ÉNONCÉ DE LA TÂCHE –
Reproduisez à l'identique le passage de l'extrait retenu sur la demande d'asile, en commençant par « Le recours gracieux » et en continuant jusqu'à « 6 février 2001. ».

En date du même jour, les époux DURAKOVIC-… furent entendus par un agent du service de police judiciaire, section police des étrangers et des jeux, de la gendarmerie grand-ducale sur l’itinéraire suivi pour venir au Luxembourg et sur leur identité.

Ils furent entendus séparément en date du 26 janvier 2000 par un agent du ministère de la Justice sur les motifs à la base de leur demande d’asile.

Le ministre de la Justice informa les époux DURAKOVIC-…, par lettre du 18 octobre 2000, notifiée en date du 11 décembre 2000, que leur demande avait été rejetée au motif qu’ils n’allégueraient aucune crainte raisonnable de persécution susceptible de rendre leur vie intolérable dans leur pays d’origine, de sorte qu’une crainte justifiée de persécution en raison d’opinions politiques, de la race, de la religion, de la nationalité ou de l’appartenance à un certain groupe social ne serait pas établie dans leur chef.

Le recours gracieux formé par les époux DURAKOVIC-… moyennant courrier de leur mandataire daté au 10 janvier 2001 à l’égard de la décision ministérielle précitée fut rencontré par une décision confirmative du 16 janvier 2001.

A l’encontre de ces deux décisions ministérielles de rejet des 18 octobre 2000 et 16 janvier 2001, les époux DURAKOVIC-… ont fait introduire un recours en réformation, sinon en annulation par requête déposée le 6 février 2001.

L’article 12 de la loi modifiée du 3 avril 1996 portant création 1. d’une procédure relative à l’examen d’une demande d’asile, 2. d’un régime de protection temporaire, instaurant un recours au fond en matière de demandes d’asile déclarées non fondées, le tribunal est compétent pour connaître du recours en réformation qui est encore recevable pour avoir été introduit dans les formes et délai de la loi. Il s’ensuit que le recours subsidiaire en annulation est irrecevable.

DONNÉES –
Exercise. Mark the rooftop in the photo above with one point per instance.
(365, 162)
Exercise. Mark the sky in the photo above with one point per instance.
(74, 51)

RÉSULTAT ATTENDU –
Le recours gracieux formé par les époux DURAKOVIC-… moyennant courrier de leur mandataire daté au 10 janvier 2001 à l’égard de la décision ministérielle précitée fut rencontré par une décision confirmative du 16 janvier 2001.

A l’encontre de ces deux décisions ministérielles de rejet des 18 octobre 2000 et 16 janvier 2001, les époux DURAKOVIC-… ont fait introduire un recours en réformation, sinon en annulation par requête déposée le 6 février 2001.